**本文**.
····················

M・J・シンプソンによる映画『銀河ヒッチハイク・ガイド』評


 以下の映画評は、2005年の映画『銀河ヒッチハイク・ガイド』公開直前のタイミングで、ダグラス・アダムスの非公式伝記作家であるM・J・シンプソンが自身のサイトで公開したものである(現在は削除済み)。訳したのが素人の私なので、少なからぬ誤訳を含んでいる可能性が高い。そのため、この訳はあくまで参考程度にとどめて、全貌をきちんと知りたい方は、必ずオリジナルにあたってくださるようお願いする。


 この批評は、2005年3月31日にロンドンで少数のジャーナリスト向けに公開され、ほぼ完成に近いヴァージョンの映画『銀河ヒッチハイク・ガイド』に基づくものです。私はブエナビスタとデジタル・アウトルックに招待してもらって参加しましたが、この二つの会社は寛大にも私がこの上映会に行くための交通費も負担してくれました。ここで表明する意見は、私、作家でありジャーナリストでもあるM・J・シンプソン個人のものです。この批評は、一度きりの上映に基づいているので、いくつかの細かい事実関係に記憶違いがあったとしたら、喜んでテキストを書き直す所存です。この批評はかなりの長さなので、4つのパートに分けました。


Part 1

 最初に基本的なことをはっきりさせておこう。この映画を判断する上で大事なのは、「これは良い映画か?」と「これは『銀河ヒッチハイク・ガイド』の良いリメイクか?」の2点だけである。「どのくらいダグラス・アダムスが執筆したか」は全くの筋違いだ。『銀河ヒッチハイク・ガイド』にはさまざまなバリエーションがあれど、ダグラスが絶対的規範ではない。物語の中で私たちが気に入っているものの多くは他の人が創り出したものだったり、あるいはダグラスが他の人と共同で創り出したりしたものであり、彼自身のアイディアのいくつかは賢明にも最初期のヴァージョンから削除されていたりする。故に、これまでのヴァージョンからの変更について批評する際、「だってダグラス本人が思いついたことなんだから」というのは有効な返答ではない。

 言い換えると、観客にとってこの映画のどの部分をダグラス・アダムスが執筆したのかなんて全く意味がない。肝心なのは、彼が書いたように思えるかどうかだ。

····················

**与えられた記録**.
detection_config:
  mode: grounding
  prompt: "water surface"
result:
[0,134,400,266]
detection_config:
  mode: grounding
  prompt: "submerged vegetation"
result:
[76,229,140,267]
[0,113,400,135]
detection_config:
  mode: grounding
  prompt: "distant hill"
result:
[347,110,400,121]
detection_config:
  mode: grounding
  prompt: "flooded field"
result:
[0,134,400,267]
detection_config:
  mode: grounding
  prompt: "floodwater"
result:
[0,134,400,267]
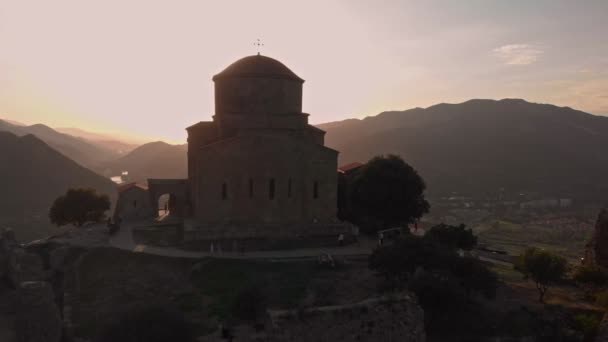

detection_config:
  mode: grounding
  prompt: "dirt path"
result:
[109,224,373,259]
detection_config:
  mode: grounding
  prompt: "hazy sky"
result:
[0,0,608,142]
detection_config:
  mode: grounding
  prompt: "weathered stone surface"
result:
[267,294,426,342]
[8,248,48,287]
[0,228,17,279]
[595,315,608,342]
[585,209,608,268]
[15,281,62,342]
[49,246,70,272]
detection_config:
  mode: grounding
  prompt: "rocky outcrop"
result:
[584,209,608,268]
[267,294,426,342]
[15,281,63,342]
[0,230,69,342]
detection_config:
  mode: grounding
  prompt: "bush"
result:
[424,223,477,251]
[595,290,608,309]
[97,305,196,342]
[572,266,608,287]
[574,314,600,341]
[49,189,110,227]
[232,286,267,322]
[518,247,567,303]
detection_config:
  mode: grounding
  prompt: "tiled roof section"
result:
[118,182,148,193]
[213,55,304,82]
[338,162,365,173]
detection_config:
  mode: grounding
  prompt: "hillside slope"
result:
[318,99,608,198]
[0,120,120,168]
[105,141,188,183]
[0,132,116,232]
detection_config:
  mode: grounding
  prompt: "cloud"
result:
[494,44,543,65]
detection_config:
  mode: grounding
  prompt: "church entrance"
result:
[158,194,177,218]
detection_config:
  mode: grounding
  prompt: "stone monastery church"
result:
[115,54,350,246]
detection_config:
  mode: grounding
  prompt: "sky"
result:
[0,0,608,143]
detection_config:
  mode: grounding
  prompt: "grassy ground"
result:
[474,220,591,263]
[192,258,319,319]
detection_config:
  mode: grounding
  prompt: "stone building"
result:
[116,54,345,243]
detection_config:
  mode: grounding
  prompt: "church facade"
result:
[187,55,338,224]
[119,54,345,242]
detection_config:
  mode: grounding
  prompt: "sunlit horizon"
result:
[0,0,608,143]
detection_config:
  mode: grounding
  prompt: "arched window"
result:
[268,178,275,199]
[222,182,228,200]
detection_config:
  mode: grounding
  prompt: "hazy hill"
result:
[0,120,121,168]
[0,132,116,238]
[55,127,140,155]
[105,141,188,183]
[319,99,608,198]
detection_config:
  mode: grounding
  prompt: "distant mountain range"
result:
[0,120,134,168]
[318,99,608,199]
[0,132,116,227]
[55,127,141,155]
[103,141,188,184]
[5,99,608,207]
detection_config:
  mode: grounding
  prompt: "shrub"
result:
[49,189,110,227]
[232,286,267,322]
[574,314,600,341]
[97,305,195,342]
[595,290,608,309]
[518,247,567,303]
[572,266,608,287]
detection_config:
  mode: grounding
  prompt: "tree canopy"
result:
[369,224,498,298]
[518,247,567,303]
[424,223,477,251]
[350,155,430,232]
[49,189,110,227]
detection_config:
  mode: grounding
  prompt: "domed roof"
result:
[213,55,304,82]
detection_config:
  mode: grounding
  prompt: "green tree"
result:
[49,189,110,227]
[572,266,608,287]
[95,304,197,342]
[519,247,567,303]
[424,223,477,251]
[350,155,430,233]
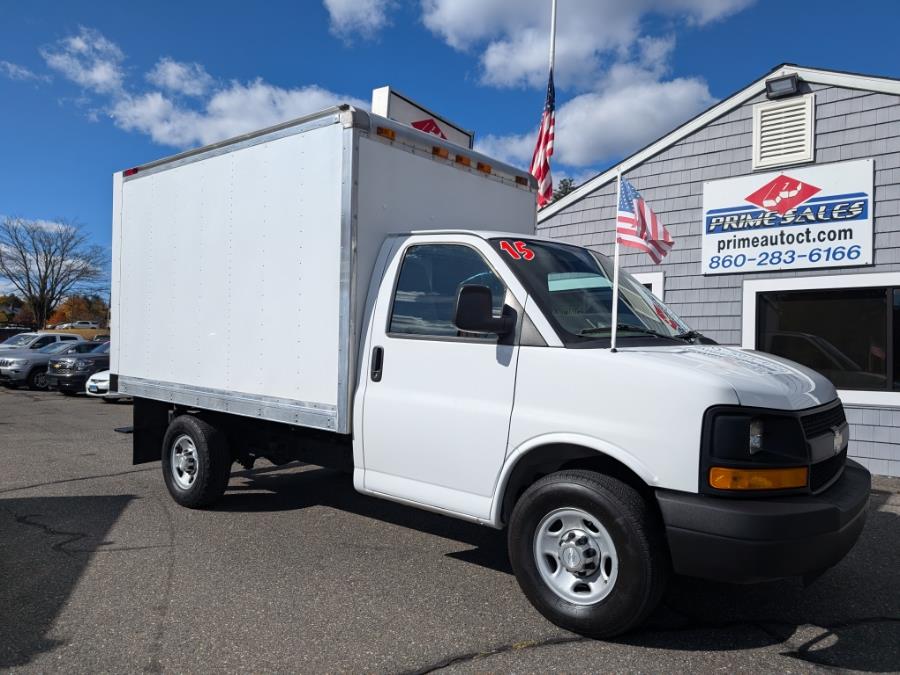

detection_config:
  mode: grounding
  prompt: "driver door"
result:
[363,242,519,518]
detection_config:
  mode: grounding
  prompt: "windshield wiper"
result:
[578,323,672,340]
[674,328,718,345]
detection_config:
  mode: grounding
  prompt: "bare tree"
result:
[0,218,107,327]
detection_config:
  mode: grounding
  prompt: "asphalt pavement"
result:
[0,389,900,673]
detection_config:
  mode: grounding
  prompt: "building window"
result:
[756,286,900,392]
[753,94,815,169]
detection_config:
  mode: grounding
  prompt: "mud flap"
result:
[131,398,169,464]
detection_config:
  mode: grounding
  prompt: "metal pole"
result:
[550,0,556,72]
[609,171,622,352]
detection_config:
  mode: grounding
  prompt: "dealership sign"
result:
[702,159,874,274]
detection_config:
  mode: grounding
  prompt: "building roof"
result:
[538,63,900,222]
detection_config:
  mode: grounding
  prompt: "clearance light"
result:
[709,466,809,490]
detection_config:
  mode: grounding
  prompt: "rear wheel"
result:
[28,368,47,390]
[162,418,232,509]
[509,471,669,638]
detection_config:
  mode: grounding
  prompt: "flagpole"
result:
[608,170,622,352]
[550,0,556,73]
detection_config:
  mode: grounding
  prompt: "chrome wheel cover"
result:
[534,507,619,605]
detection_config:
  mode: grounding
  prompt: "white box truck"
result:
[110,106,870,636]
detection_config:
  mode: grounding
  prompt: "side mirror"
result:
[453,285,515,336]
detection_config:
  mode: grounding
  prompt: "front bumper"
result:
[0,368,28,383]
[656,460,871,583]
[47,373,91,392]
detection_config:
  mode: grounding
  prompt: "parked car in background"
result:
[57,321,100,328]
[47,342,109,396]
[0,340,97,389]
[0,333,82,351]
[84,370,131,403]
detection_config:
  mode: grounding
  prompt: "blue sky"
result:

····················

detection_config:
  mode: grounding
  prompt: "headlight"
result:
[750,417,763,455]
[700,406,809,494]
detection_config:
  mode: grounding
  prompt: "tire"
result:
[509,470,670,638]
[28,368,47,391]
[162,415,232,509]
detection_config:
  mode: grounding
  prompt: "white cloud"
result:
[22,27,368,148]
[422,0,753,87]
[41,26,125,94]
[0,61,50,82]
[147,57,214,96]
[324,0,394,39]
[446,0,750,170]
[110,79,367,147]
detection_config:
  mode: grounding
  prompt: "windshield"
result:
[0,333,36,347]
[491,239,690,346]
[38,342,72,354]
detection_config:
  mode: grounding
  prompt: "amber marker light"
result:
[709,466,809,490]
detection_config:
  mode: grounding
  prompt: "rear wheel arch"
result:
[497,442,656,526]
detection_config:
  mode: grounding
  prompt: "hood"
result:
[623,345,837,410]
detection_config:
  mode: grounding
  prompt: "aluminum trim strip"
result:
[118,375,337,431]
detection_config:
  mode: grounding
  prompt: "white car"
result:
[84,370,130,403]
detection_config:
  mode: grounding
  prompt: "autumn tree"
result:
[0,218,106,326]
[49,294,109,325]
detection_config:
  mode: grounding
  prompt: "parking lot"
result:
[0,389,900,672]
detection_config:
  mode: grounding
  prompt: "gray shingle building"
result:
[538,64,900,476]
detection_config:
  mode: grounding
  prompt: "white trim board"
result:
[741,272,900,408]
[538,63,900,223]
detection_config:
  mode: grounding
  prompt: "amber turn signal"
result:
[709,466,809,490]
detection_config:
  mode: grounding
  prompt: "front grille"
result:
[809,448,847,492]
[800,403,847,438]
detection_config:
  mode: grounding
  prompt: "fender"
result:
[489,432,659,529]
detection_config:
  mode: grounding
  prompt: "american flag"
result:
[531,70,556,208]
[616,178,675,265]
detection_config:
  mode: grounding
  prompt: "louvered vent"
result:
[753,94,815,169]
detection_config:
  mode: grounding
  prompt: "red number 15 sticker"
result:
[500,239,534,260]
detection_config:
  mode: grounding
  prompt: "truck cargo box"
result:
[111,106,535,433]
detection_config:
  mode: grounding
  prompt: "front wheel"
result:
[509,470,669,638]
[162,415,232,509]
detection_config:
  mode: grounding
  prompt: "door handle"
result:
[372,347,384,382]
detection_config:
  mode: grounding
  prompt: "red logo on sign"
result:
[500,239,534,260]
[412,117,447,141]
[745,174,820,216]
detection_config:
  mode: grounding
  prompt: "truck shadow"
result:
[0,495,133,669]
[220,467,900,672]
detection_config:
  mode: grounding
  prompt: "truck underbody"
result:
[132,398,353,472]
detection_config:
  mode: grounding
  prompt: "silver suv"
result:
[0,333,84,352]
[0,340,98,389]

····················

本文のうち、「この批評は、2005年3月3」を含む語句で始まり「いうのは有効な返答ではない。」で終わる部分を、一字一句変えずに引用しなさい。 記録は用いず、本文だけを手がかりにすること。

この批評は、2005年3月31日にロンドンで少数のジャーナリスト向けに公開され、ほぼ完成に近いヴァージョンの映画『銀河ヒッチハイク・ガイド』に基づくものです。私はブエナビスタとデジタル・アウトルックに招待してもらって参加しましたが、この二つの会社は寛大にも私がこの上映会に行くための交通費も負担してくれました。ここで表明する意見は、私、作家でありジャーナリストでもあるM・J・シンプソン個人のものです。この批評は、一度きりの上映に基づいているので、いくつかの細かい事実関係に記憶違いがあったとしたら、喜んでテキストを書き直す所存です。この批評はかなりの長さなので、4つのパートに分けました。


Part 1

 最初に基本的なことをはっきりさせておこう。この映画を判断する上で大事なのは、「これは良い映画か?」と「これは『銀河ヒッチハイク・ガイド』の良いリメイクか?」の2点だけである。「どのくらいダグラス・アダムスが執筆したか」は全くの筋違いだ。『銀河ヒッチハイク・ガイド』にはさまざまなバリエーションがあれど、ダグラスが絶対的規範ではない。物語の中で私たちが気に入っているものの多くは他の人が創り出したものだったり、あるいはダグラスが他の人と共同で創り出したりしたものであり、彼自身のアイディアのいくつかは賢明にも最初期のヴァージョンから削除されていたりする。故に、これまでのヴァージョンからの変更について批評する際、「だってダグラス本人が思いついたことなんだから」というのは有効な返答ではない。